» **WRITTEN EXERCISE**
Rewrite all of the rows below, switching each "snug" to "tight" and leaving every other character as it is.

» **DATA SECTION**
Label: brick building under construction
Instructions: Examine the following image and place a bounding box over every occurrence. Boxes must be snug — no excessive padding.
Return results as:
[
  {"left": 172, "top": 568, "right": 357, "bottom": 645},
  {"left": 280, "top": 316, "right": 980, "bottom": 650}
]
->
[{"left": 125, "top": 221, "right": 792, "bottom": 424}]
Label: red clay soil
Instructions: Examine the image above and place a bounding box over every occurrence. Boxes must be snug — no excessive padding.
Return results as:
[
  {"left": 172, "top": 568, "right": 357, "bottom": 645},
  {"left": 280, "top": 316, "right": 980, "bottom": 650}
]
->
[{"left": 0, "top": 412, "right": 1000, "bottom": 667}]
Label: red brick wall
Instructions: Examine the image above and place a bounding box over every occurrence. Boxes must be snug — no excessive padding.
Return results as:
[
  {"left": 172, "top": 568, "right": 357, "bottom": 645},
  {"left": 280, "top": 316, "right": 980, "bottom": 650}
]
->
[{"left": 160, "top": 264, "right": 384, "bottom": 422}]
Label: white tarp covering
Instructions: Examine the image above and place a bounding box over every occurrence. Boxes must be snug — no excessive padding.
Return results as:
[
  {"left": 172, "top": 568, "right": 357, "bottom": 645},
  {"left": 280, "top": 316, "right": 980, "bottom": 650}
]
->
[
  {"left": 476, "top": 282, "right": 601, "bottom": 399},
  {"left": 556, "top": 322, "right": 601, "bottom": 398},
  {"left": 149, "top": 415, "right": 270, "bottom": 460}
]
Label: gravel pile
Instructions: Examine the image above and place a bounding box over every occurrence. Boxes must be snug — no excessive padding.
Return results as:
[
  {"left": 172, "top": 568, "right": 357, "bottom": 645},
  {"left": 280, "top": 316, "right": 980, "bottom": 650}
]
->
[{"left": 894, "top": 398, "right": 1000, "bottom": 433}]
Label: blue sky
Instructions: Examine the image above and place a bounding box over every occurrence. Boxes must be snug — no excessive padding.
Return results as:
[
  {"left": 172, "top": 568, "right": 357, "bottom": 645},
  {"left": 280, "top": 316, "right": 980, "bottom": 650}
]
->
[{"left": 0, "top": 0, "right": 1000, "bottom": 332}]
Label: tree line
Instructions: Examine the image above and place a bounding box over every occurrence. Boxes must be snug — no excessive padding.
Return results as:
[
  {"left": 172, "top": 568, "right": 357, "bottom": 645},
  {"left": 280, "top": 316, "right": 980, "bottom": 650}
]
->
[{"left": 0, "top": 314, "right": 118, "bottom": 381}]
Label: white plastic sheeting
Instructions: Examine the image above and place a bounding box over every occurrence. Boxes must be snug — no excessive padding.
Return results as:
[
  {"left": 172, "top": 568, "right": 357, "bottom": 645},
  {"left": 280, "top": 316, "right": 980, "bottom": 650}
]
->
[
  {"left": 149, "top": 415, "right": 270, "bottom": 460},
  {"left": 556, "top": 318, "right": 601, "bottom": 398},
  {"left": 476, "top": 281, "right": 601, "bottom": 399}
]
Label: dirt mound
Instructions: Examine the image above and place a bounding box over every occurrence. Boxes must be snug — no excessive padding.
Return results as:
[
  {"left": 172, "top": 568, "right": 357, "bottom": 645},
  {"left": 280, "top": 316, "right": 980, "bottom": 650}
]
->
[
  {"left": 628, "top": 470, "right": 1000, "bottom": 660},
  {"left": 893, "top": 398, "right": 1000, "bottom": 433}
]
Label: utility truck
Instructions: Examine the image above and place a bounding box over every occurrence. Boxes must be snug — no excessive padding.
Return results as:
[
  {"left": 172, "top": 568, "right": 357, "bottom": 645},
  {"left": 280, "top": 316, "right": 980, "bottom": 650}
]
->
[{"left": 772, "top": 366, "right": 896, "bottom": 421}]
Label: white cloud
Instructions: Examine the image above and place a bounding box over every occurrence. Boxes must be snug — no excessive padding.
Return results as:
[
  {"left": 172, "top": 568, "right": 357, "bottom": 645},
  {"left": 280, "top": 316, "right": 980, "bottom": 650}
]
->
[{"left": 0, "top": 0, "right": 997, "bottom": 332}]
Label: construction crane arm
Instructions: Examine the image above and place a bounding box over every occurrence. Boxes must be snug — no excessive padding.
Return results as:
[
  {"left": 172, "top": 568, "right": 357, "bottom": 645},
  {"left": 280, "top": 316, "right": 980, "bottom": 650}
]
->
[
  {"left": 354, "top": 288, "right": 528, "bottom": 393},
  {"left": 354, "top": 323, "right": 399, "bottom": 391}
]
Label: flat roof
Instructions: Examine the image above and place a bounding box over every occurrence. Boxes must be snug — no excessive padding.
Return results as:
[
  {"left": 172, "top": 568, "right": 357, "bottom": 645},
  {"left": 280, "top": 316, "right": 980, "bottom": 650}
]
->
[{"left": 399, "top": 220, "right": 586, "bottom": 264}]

» **OUTPUT OF THE EXERCISE**
Label: brick building under construction
Instructions: Examine the following image and place a bounding box over every occurrence. Boxes must be tight — no excessive padding.
Return results as:
[
  {"left": 172, "top": 568, "right": 357, "bottom": 645},
  {"left": 280, "top": 316, "right": 980, "bottom": 650}
]
->
[{"left": 125, "top": 221, "right": 792, "bottom": 424}]
Label: red clay soil
Instructions: Examine the image above and place a bounding box over every occurrence. Boxes must be tight — no excessive padding.
Return results as:
[
  {"left": 172, "top": 568, "right": 357, "bottom": 645},
  {"left": 280, "top": 316, "right": 980, "bottom": 650}
]
->
[{"left": 0, "top": 412, "right": 1000, "bottom": 667}]
Label: red brick wall
Instructions: Examine the image above and place a bounding box over every occurrence. Boxes must be tight — no excessive padding.
Return results as:
[
  {"left": 172, "top": 568, "right": 357, "bottom": 645},
  {"left": 280, "top": 316, "right": 980, "bottom": 650}
]
->
[{"left": 160, "top": 264, "right": 384, "bottom": 422}]
Label: white tarp covering
Instructions: Examine the image above and place a bounding box over every occurrence. Boxes must be tight — no excessive padding.
Return results as:
[
  {"left": 172, "top": 568, "right": 357, "bottom": 645},
  {"left": 280, "top": 316, "right": 980, "bottom": 650}
]
->
[
  {"left": 476, "top": 282, "right": 601, "bottom": 399},
  {"left": 556, "top": 322, "right": 601, "bottom": 398},
  {"left": 149, "top": 415, "right": 270, "bottom": 460}
]
Label: gravel pile
Instructions: Examine the image above and place a bounding box over every occurrence. Boxes must be tight — no excessive padding.
Return results as:
[
  {"left": 172, "top": 568, "right": 357, "bottom": 645},
  {"left": 280, "top": 316, "right": 980, "bottom": 650}
]
->
[{"left": 894, "top": 398, "right": 1000, "bottom": 433}]
Label: blue sky
Instructions: Examine the image above and place a bounding box over every occurrence. Boxes must be tight — no excessive padding.
Return results as:
[
  {"left": 172, "top": 568, "right": 357, "bottom": 645},
  {"left": 280, "top": 316, "right": 980, "bottom": 650}
]
->
[{"left": 0, "top": 0, "right": 1000, "bottom": 332}]
Label: tree line
Instructions: Examine the image above and place a bounding box over every occurrence. Boxes must be tight — no excessive padding.
Return results as:
[
  {"left": 172, "top": 568, "right": 357, "bottom": 645},
  {"left": 280, "top": 316, "right": 980, "bottom": 650}
]
->
[{"left": 0, "top": 314, "right": 118, "bottom": 381}]
Label: white plastic sheeting
Instructions: Examine the image above and place a bounding box over every occurrence. Boxes must be tight — no excessive padding.
Return results as:
[
  {"left": 172, "top": 568, "right": 357, "bottom": 645},
  {"left": 280, "top": 316, "right": 980, "bottom": 650}
]
->
[
  {"left": 149, "top": 415, "right": 270, "bottom": 460},
  {"left": 556, "top": 318, "right": 601, "bottom": 398},
  {"left": 476, "top": 281, "right": 601, "bottom": 399}
]
Label: dirt mound
Instructions: Examine the image above and place a bounding box over every occurrence. Boxes must be tight — no excessive padding.
Return results as:
[
  {"left": 172, "top": 568, "right": 357, "bottom": 645},
  {"left": 280, "top": 316, "right": 980, "bottom": 650}
]
->
[
  {"left": 628, "top": 470, "right": 1000, "bottom": 660},
  {"left": 893, "top": 398, "right": 1000, "bottom": 433}
]
Label: utility truck
Instructions: Examine the image above and place a bounding box over every occurrence. Boxes must be tight — no excessive padding.
Return results as:
[
  {"left": 172, "top": 568, "right": 357, "bottom": 645},
  {"left": 280, "top": 316, "right": 980, "bottom": 650}
]
->
[{"left": 772, "top": 366, "right": 896, "bottom": 421}]
Label: white cloud
Instructions: Examine the image above and place a bounding box over every occurrence. Boxes must be tight — no excessive padding.
Return results as:
[
  {"left": 172, "top": 568, "right": 357, "bottom": 645},
  {"left": 280, "top": 316, "right": 980, "bottom": 650}
]
->
[{"left": 0, "top": 0, "right": 997, "bottom": 332}]
Label: construction crane arm
Instructions: Examine the image above and place a bounding box over every occurrence. Boxes must be tight — no excessive padding.
Return results as:
[
  {"left": 172, "top": 568, "right": 357, "bottom": 645},
  {"left": 280, "top": 316, "right": 980, "bottom": 650}
]
->
[
  {"left": 354, "top": 288, "right": 528, "bottom": 393},
  {"left": 354, "top": 323, "right": 399, "bottom": 391}
]
Label: flat roof
Instructions: Examine the image above and place a bounding box over every occurrence. Boxes must be tight — no excessive padding.
Return results as:
[
  {"left": 172, "top": 568, "right": 357, "bottom": 645},
  {"left": 280, "top": 316, "right": 980, "bottom": 650}
]
->
[{"left": 399, "top": 220, "right": 586, "bottom": 264}]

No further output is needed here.